BOSTON (AP) — Nursing homes, assisted living facilities and other congregate care facilities in Massachusetts are now allowed to welcome more visitors and resume group activities for residents given high vaccination rates, the state Executive Office of Health and Human Services said in a statement Wednesday.

These changes align with recent guidance from the Centers for Disease Control and Prevention and Centers for Medicare and Medicaid Services.

About 86% of residents in the state's long-term care facilities have ben fully vaccinated while 98% having received a first dose, the agency said.

Residents can now welcome visitors in their rooms without social distancing when both are fully vaccinated, although masks are still required. Also, activities that require residents to be closer than six feet apart — including card games, dining, and watching movies — can also resume if residents are fully vaccinated.

Visitors who are not vaccinated can still visit, but only in designated spaces where social distancing can be maintained.

:: WORK ORDER A ::
Copy the part of the Massachusetts nursing home article that opens with the words containing "These changes align" and closes with "the agency said.", substituting "nursing homes" for "long-term care facilities".
:: WORK ORDER B ::
In the Massachusetts nursing home article, what share of residents in the state's long-term care facilities have received a first dose?
The data after this point has no connection to the Massachusetts nursing home article.

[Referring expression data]
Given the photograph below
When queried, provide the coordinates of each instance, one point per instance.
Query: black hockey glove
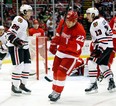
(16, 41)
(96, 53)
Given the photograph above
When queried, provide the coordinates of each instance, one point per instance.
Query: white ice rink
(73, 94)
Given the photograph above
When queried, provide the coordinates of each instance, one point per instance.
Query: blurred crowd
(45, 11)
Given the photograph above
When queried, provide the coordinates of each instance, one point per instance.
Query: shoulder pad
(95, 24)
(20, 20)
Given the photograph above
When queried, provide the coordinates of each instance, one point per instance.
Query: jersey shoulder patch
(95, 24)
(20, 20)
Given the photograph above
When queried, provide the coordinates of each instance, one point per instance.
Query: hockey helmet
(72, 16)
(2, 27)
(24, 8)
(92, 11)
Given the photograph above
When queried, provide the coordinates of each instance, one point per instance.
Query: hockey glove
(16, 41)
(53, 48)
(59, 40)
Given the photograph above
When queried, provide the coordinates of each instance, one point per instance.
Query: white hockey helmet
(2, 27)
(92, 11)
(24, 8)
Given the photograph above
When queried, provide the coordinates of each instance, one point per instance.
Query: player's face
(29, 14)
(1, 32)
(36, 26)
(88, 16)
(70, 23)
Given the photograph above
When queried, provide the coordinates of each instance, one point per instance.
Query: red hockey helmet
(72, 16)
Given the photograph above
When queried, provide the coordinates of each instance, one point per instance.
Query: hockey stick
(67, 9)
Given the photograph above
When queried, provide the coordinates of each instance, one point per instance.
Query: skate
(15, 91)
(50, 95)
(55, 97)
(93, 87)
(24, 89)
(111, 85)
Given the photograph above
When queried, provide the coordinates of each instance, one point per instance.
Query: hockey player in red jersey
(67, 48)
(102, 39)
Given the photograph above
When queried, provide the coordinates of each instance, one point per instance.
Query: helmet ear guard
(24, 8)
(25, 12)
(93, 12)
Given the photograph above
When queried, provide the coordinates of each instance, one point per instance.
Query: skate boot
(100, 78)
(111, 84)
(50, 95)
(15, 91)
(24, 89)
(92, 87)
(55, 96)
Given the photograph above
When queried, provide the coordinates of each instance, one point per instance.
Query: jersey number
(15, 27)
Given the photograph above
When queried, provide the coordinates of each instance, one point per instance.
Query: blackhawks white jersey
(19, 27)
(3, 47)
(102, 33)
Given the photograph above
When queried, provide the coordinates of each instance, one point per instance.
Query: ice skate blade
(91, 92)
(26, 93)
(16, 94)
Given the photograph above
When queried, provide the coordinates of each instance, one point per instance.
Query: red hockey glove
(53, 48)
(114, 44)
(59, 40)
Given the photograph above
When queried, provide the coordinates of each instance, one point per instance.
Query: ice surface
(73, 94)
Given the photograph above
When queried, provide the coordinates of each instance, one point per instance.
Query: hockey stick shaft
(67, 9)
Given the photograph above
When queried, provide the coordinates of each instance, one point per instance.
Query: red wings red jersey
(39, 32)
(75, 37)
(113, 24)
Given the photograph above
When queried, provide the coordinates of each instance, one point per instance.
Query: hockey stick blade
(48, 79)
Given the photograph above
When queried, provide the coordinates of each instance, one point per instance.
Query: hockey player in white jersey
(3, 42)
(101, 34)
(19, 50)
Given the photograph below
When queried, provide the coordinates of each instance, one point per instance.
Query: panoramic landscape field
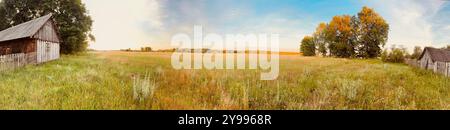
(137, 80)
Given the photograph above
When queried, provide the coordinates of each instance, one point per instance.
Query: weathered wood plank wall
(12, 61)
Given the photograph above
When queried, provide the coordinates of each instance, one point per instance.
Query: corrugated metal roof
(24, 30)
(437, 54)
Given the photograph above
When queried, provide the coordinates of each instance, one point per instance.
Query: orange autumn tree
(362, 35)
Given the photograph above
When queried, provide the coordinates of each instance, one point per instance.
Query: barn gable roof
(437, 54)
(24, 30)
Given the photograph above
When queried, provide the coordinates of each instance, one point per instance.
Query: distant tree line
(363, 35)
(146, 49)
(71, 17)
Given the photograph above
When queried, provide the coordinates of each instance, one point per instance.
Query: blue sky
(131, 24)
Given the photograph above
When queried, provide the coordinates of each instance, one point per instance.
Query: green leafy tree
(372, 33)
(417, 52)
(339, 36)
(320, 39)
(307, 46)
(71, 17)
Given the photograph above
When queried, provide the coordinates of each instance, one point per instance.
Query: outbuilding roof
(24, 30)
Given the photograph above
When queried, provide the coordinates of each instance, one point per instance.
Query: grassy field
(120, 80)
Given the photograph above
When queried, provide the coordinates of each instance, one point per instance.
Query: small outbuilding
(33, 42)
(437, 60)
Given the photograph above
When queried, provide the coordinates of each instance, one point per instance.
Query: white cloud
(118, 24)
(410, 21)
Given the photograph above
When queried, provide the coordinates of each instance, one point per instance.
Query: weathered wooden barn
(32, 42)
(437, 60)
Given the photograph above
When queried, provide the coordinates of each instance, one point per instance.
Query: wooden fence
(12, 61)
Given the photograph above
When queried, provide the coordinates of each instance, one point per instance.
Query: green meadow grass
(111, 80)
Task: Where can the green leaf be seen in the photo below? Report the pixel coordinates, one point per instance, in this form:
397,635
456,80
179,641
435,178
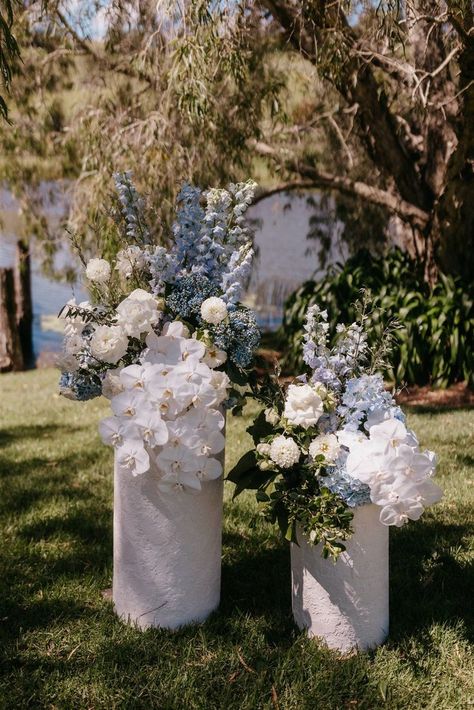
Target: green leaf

:: SOLUTION A ::
These changes align with recent guidance from the Centers for Disease Control and Prevention and Centers for Medicare and Medicaid Services.

About 86% of residents in the state's nursing homes have ben fully vaccinated while 98% having received a first dose, the agency said.

:: SOLUTION B ::
98%